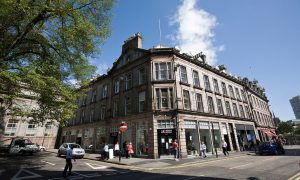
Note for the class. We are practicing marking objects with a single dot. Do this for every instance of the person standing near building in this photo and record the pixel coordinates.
(69, 158)
(130, 150)
(106, 151)
(117, 149)
(224, 147)
(175, 148)
(203, 150)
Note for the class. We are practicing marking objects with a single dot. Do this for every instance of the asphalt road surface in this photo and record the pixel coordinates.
(48, 166)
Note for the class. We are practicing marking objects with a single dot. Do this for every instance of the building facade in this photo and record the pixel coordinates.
(164, 95)
(295, 103)
(17, 126)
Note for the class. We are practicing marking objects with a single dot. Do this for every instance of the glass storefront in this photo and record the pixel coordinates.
(191, 136)
(142, 139)
(205, 135)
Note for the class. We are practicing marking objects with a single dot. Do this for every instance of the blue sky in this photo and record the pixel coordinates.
(255, 39)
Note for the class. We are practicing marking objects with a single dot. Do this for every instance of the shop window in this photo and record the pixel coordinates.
(206, 83)
(163, 71)
(196, 80)
(188, 124)
(31, 130)
(165, 124)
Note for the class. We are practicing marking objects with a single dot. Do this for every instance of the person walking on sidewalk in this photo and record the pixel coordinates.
(224, 147)
(117, 149)
(130, 150)
(203, 150)
(106, 151)
(69, 158)
(175, 148)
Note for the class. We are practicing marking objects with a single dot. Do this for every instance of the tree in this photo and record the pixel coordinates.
(284, 127)
(44, 47)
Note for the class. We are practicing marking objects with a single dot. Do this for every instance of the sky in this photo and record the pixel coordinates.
(255, 39)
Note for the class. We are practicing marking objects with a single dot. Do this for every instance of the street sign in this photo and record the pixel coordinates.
(123, 127)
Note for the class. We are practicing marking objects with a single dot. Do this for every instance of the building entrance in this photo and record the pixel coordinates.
(165, 139)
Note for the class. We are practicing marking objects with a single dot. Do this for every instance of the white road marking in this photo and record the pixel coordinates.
(240, 166)
(33, 175)
(48, 163)
(95, 166)
(190, 178)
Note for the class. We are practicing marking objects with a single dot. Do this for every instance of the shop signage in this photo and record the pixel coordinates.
(114, 134)
(123, 127)
(166, 131)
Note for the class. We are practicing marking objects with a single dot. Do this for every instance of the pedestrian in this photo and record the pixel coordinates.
(224, 147)
(106, 151)
(117, 149)
(203, 149)
(130, 150)
(125, 148)
(69, 158)
(175, 148)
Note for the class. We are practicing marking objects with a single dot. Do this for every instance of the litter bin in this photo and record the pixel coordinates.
(110, 153)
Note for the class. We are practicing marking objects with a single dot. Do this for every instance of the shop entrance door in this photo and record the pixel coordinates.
(165, 139)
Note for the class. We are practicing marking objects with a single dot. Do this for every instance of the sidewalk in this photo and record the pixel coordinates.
(162, 163)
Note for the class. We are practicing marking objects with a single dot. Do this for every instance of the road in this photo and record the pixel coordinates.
(48, 166)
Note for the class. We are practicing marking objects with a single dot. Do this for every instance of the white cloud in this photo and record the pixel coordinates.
(194, 31)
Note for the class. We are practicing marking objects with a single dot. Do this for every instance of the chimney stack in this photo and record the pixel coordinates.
(134, 41)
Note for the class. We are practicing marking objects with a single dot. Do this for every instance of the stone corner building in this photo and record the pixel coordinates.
(12, 126)
(164, 95)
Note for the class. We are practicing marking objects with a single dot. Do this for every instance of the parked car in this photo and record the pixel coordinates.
(19, 146)
(268, 148)
(78, 152)
(41, 148)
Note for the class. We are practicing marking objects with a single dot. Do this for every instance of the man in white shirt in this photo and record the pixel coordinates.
(224, 147)
(69, 157)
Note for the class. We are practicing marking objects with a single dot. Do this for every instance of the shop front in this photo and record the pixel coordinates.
(166, 134)
(192, 137)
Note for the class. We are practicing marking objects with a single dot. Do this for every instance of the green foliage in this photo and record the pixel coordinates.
(44, 46)
(284, 127)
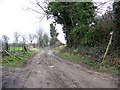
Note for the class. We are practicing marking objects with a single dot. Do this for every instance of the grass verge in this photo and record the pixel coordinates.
(17, 59)
(85, 59)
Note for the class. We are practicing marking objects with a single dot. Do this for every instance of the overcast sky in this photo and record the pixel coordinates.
(14, 17)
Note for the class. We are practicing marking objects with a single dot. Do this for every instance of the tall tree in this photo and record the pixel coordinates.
(53, 34)
(5, 45)
(71, 15)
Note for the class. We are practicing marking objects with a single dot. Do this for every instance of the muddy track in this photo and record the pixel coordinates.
(46, 70)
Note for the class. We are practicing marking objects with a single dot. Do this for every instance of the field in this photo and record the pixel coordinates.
(16, 57)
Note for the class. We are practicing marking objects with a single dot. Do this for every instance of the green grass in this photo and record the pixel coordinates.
(12, 49)
(113, 70)
(17, 59)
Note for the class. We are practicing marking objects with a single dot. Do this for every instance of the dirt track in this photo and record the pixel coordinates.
(46, 70)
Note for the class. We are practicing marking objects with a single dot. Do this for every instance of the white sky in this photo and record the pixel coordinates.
(14, 18)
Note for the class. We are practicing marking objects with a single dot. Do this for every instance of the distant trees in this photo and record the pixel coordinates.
(42, 39)
(24, 48)
(53, 34)
(5, 45)
(75, 18)
(31, 37)
(117, 26)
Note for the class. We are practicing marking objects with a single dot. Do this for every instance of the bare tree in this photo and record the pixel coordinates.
(24, 48)
(5, 45)
(16, 36)
(31, 38)
(39, 37)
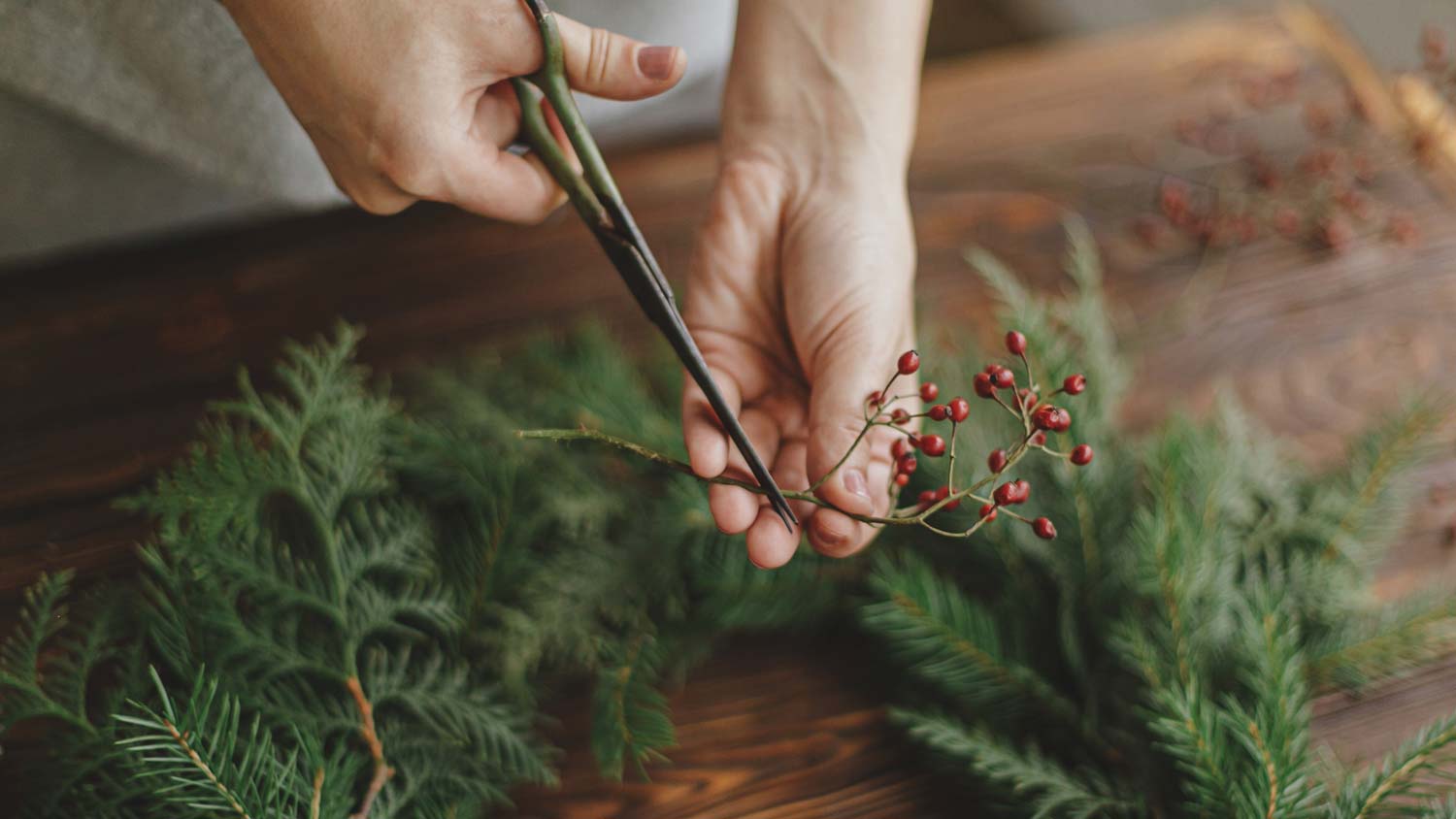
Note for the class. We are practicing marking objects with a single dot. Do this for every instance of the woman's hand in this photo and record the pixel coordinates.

________________________________________

THE EXERCISE
Each record above must be returned exactly as written, with its pictures omitted.

RESPONSE BELOW
Note for the class. We are practicing marking objects with a single dot. Do this for every instance of the person standing near building in this photo and record the pixel coordinates.
(69, 158)
(130, 150)
(106, 151)
(117, 149)
(224, 147)
(175, 148)
(203, 150)
Note for the class. We are practicing marking objects with a single dot. Do this for every instance of the asphalt road surface in this photo and record the pixel coordinates.
(48, 166)
Note for the class. We are practicing marking objects with a single dot. Do this for every instance of the building facade in this photo and record the pixel coordinates.
(164, 95)
(295, 103)
(17, 126)
Note for the class. We are practicing marking objects with a single dot. Do this for every instance of the glass storefront in this photo and record the pixel coordinates.
(191, 136)
(142, 139)
(205, 135)
Note for the class. We are practicing marking objects with a single dot. Do this for every instance of the blue sky in this photo and record the pixel coordinates.
(255, 39)
Note for the class. We are practicing marking objects with a single dot. Do this for every instance of the shop window in this photo and record the pixel coordinates.
(206, 83)
(163, 71)
(196, 80)
(188, 124)
(31, 130)
(165, 124)
Note for the class. We are practicing marking objects with a single dot. Do this for every instance of the person walking on sidewalk in this photo and record the pixel coordinates.
(224, 147)
(117, 149)
(130, 150)
(203, 150)
(106, 151)
(69, 158)
(175, 148)
Note for the class. We are practicing marking objects with a single dot. Do this for every instance of the tree in this photo and record the pixel coordinates.
(284, 127)
(44, 47)
Note for the class. We are practicing marking objects with a single dot. Do this for every instance of the sky in this photo and record the pixel coordinates.
(255, 39)
Note for the class. We are practicing marking objects with a single dot. Do this for every instance of the street sign in this photo and record the pixel coordinates.
(123, 127)
Note for the class. We are practicing marking objects with a single dot. Do this for every instance of the building entrance in this photo and record the pixel coordinates.
(165, 139)
Note for the class. We are practicing marking objects with a single dot. Do this for every instance of the white road marking in this photo and record the pixel coordinates.
(240, 166)
(33, 175)
(48, 163)
(95, 166)
(190, 178)
Note for the class. We are practicing marking objects with a single dot. Do this for every instance of the shop signage in this photo and record the pixel coordinates.
(114, 134)
(123, 127)
(166, 131)
Note for the class. We are practicing marking objects with a single dot. Do this for every instance of the pedestrian in this photo and record the pixel coordinates.
(224, 147)
(106, 151)
(117, 149)
(203, 149)
(130, 150)
(125, 148)
(69, 158)
(175, 148)
Note for the class. We are practicing marking objects with a single dot. Do this for every instance of the litter bin in this photo and record the pixel coordinates.
(110, 153)
Note for the class. We are practicing marking objects with a single dot. Do this for every instance of the shop entrance door in this photo and record the pixel coordinates.
(165, 139)
Note for the class. We are practicing marking objects with a single dot. Do this for every instance of the sidewalk in this photo and record the pixel coordinates.
(162, 163)
Note for the class. We are practicing marking objects with a single dot. Do this for every instance of the road in this photo and record the pixel coordinates.
(48, 166)
Note for the class. We are practicing marking objects with a single dot. Do this for every instance of the white cloud in this photo and record the pixel coordinates.
(194, 31)
Note for the class. We are practicing marking objects with a single dot. Do this for every instance of the chimney stack in this photo and record the pixel coordinates.
(134, 41)
Note for the class. We are practicing marking objects with a single dot. Do this for every instance of the stone corner building in this photo and record the pixel coordinates.
(12, 126)
(164, 95)
Note for the class. We are practicing marking objects with a single dot. Do this for every instance of the parked car in this photo and record the pixel coordinates.
(19, 146)
(268, 148)
(78, 152)
(41, 148)
Note for the class. We are practicing marking objects with a single dot. Do this for every instance of the man in white shirt in this photo and record the pixel coordinates.
(224, 147)
(69, 157)
Note for the class. We are practicing marking objects with a single dot. Do this for every instance of the shop front in this photo and record the pixel coordinates.
(166, 134)
(192, 137)
Note for the class. We are practicing marking objects with a single dot. Do this for every instance of the green foliage in this photo and record the pixel coordinates.
(44, 46)
(284, 127)
Note for the class. We are practicing marking objects with a single dot. Do this for every instance of the grass verge in this photo and record the pixel coordinates.
(17, 59)
(85, 59)
Note for the class. We are practicing marking objects with a single dot. Do this for every instance of the overcast sky in this photo and record the pixel coordinates.
(14, 17)
Note for the class. We are practicing marking objects with a single dot. Do this for every instance of the tall tree in this photo and record the pixel coordinates.
(53, 34)
(5, 45)
(71, 15)
Note for the class. We are practicing marking objects with a single dot. Do this for every instance of the muddy track in this photo and record the pixel coordinates.
(46, 70)
Note for the class. We are practicing marking objects with a single dot. Do this for every instance of the field in this photo and record the pixel coordinates.
(16, 57)
Note for the class. We are practicing marking objects with a single dot. Do this for every instance of the green grass in this photo and record the pixel coordinates.
(12, 49)
(113, 70)
(17, 59)
Note for the class. We are practicing marking objects with a single dot. Do this for every instance of the dirt track in this photo and record the pixel coordinates.
(46, 70)
Note for the class. We are practicing marking objects with a single dot. Do this for every instance of the white sky in this photo and record the pixel coordinates.
(14, 18)
Note for the class. We are practicing marking objects with a single dot. Do this for every instance of the distant trees in this photo and record the pixel coordinates.
(42, 39)
(24, 48)
(53, 34)
(5, 45)
(75, 18)
(31, 37)
(117, 26)
Note for the class. We are practicing marking objects with a single dot. Do this for every instance of the bare tree in this photo and record the pixel coordinates.
(24, 48)
(5, 45)
(16, 36)
(31, 38)
(39, 37)
Note for the class. We are practicing marking objects with a single dot. Do this for every instance of the woman's hand in this photo and record the pixel coordinates.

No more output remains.